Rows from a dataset
>> BEGIN

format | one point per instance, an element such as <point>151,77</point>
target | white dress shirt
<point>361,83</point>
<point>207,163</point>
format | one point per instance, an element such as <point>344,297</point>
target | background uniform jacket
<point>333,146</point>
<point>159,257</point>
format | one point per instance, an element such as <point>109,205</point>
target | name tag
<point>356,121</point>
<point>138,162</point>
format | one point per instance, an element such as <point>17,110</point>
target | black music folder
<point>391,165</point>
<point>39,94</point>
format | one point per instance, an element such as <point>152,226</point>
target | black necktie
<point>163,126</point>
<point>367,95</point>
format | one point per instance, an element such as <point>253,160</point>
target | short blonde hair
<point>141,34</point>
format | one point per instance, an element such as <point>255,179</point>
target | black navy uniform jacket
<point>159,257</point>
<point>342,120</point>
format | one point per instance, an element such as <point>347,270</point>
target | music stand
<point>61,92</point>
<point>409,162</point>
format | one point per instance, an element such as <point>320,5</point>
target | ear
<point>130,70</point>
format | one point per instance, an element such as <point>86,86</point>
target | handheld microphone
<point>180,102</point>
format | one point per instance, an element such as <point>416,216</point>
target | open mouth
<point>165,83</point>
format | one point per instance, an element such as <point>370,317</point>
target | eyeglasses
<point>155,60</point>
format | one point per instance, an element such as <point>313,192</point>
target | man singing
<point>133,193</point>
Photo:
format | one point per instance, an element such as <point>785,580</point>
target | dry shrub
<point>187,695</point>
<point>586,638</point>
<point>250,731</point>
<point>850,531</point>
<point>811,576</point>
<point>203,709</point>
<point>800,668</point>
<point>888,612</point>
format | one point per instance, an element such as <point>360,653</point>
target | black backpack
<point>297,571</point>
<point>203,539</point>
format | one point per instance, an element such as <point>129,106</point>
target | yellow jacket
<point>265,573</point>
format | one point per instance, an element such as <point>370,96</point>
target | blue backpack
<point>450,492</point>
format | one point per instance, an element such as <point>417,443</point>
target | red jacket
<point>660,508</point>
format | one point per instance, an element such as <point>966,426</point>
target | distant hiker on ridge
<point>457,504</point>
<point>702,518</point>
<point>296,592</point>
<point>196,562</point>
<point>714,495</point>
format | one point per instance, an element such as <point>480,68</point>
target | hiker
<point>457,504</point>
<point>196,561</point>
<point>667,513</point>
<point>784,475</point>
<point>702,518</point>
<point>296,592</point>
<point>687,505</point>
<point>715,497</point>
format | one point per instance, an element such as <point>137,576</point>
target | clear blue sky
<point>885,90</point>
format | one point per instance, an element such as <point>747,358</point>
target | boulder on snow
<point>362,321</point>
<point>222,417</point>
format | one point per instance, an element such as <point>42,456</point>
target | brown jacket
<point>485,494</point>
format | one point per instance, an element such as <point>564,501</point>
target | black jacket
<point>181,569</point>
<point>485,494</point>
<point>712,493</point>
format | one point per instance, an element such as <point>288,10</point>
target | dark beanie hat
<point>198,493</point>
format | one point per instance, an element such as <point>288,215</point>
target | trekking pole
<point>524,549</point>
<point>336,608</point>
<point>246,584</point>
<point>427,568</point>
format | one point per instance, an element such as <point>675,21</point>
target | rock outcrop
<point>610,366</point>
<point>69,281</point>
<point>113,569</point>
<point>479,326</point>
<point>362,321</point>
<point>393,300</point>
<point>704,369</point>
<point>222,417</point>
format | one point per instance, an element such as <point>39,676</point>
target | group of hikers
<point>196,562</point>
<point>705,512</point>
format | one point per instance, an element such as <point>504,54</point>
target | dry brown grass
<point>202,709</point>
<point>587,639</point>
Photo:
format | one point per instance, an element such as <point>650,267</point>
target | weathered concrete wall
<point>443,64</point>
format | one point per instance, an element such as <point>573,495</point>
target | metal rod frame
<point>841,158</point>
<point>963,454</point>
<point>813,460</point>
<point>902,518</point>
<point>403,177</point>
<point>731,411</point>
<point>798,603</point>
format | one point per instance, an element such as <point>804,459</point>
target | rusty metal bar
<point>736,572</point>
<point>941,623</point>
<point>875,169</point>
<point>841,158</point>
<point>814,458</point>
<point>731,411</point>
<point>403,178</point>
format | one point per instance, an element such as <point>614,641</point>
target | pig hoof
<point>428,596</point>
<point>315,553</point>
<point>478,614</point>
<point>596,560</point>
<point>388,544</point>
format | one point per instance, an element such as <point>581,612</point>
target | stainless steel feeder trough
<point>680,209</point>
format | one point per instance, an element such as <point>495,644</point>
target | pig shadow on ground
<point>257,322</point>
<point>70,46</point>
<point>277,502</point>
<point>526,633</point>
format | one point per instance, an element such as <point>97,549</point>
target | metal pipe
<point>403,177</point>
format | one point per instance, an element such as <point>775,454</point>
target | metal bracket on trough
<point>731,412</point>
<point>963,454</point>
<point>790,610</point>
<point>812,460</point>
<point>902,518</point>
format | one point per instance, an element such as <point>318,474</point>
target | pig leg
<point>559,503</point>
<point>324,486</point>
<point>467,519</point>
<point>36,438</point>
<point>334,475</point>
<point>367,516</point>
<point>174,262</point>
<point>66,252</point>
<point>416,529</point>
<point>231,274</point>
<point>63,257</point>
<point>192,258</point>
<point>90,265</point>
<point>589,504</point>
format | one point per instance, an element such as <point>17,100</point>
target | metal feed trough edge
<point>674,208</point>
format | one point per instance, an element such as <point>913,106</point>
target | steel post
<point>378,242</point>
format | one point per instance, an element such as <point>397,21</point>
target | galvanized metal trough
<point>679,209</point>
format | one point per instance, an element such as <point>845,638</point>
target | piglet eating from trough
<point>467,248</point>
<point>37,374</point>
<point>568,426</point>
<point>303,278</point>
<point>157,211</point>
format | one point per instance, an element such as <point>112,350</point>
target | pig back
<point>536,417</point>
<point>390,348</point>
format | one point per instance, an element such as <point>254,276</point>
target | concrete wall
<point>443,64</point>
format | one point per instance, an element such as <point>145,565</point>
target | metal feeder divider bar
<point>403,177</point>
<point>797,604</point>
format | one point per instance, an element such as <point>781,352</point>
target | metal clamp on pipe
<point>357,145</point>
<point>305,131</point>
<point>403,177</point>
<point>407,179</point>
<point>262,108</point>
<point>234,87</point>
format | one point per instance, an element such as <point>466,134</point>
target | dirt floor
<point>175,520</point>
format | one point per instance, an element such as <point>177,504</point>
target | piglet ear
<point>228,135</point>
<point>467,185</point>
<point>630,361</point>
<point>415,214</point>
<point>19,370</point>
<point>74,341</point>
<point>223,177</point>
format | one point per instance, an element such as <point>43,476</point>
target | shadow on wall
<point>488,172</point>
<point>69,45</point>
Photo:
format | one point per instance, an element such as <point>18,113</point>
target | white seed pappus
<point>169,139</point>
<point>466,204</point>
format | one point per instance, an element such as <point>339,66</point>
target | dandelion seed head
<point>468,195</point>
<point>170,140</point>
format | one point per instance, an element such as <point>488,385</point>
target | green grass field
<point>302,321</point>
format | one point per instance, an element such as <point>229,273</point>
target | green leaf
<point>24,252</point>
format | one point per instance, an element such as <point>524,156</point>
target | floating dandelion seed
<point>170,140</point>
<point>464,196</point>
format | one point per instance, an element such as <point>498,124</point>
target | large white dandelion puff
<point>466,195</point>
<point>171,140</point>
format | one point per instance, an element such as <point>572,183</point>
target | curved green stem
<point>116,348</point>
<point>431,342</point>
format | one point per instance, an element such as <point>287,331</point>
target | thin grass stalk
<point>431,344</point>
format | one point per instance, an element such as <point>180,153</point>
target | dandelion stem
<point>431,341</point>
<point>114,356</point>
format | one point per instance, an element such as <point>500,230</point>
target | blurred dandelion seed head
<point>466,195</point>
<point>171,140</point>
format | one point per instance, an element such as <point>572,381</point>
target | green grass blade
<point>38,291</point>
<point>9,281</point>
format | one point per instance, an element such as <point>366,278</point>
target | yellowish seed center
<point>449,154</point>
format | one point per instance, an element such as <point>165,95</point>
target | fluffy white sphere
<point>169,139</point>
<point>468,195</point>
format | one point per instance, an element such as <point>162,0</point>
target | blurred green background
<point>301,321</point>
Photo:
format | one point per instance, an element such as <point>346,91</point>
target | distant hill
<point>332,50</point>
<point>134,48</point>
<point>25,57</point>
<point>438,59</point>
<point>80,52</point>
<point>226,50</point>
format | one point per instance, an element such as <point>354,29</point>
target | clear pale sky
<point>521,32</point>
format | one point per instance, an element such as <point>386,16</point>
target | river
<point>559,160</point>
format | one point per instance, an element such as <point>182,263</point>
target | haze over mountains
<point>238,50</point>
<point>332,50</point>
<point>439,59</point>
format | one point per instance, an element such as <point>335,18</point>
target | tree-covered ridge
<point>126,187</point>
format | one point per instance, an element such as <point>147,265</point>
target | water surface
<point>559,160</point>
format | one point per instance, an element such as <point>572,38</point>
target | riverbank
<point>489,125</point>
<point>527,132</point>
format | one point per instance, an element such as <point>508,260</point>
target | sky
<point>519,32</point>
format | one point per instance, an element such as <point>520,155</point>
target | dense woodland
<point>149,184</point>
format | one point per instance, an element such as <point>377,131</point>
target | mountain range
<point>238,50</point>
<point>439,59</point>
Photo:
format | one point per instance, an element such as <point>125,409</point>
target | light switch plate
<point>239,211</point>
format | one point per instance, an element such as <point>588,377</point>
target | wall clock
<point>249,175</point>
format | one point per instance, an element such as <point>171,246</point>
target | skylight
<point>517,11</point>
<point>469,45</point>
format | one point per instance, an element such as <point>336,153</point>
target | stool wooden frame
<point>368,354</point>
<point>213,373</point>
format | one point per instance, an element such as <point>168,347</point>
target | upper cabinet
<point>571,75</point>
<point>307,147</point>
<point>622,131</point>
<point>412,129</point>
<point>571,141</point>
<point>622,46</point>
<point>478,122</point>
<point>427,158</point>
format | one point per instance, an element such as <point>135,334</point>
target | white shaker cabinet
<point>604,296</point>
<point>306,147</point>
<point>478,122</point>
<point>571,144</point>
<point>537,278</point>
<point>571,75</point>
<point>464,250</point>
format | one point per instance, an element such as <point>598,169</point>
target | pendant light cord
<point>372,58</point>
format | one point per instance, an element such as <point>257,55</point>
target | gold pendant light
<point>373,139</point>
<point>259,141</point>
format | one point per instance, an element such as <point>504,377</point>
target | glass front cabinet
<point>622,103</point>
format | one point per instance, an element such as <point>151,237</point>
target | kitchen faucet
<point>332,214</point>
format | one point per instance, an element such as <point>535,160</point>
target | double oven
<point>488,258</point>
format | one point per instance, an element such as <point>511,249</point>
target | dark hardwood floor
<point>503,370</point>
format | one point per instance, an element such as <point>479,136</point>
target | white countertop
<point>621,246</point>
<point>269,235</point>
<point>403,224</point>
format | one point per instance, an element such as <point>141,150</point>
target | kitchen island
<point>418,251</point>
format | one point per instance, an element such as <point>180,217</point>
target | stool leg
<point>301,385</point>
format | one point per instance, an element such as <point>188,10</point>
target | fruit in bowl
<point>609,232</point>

>> END

▶ Instructions for the task:
Turn the lines of the entries above into a numbered list, leaving out blank lines. Begin at the line that has "such as <point>572,38</point>" and stop after the line that has "<point>249,175</point>".

▶ Problem solution:
1. format | one point per instance, an element such as <point>572,38</point>
2. target | riverbank
3. <point>489,125</point>
4. <point>527,132</point>
5. format | one point per instance, an element such as <point>508,260</point>
6. target | sky
7. <point>519,32</point>
8. format | one point per instance, an element such as <point>520,155</point>
9. target | dense woodland
10. <point>149,184</point>
11. format | one point per instance, an element such as <point>377,131</point>
12. target | mountain range
13. <point>238,50</point>
14. <point>439,59</point>
15. Photo:
16. format | one point per instance, an element such as <point>125,409</point>
17. target | light switch plate
18. <point>239,211</point>
19. format | one point per instance, an element such as <point>588,377</point>
20. target | wall clock
21. <point>249,175</point>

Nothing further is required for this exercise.